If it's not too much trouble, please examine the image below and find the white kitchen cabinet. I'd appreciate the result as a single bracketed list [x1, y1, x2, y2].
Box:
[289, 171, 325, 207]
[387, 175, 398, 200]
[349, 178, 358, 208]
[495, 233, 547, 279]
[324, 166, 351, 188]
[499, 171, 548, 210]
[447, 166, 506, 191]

**Task to complete**:
Rewrite all of the data above as a JSON list of strings, with one string for each line and blank lines left out.

**Response below**:
[
  "If it's not too much trouble, please examine the image below and find the white kitchen cabinet. I'd appreciate the result as a single bracketed list [x1, y1, x2, y2].",
  "Box:",
  "[289, 171, 325, 207]",
  "[387, 175, 398, 200]",
  "[349, 178, 358, 208]",
  "[495, 233, 547, 279]",
  "[324, 166, 351, 188]",
  "[499, 171, 548, 210]",
  "[447, 166, 506, 191]"
]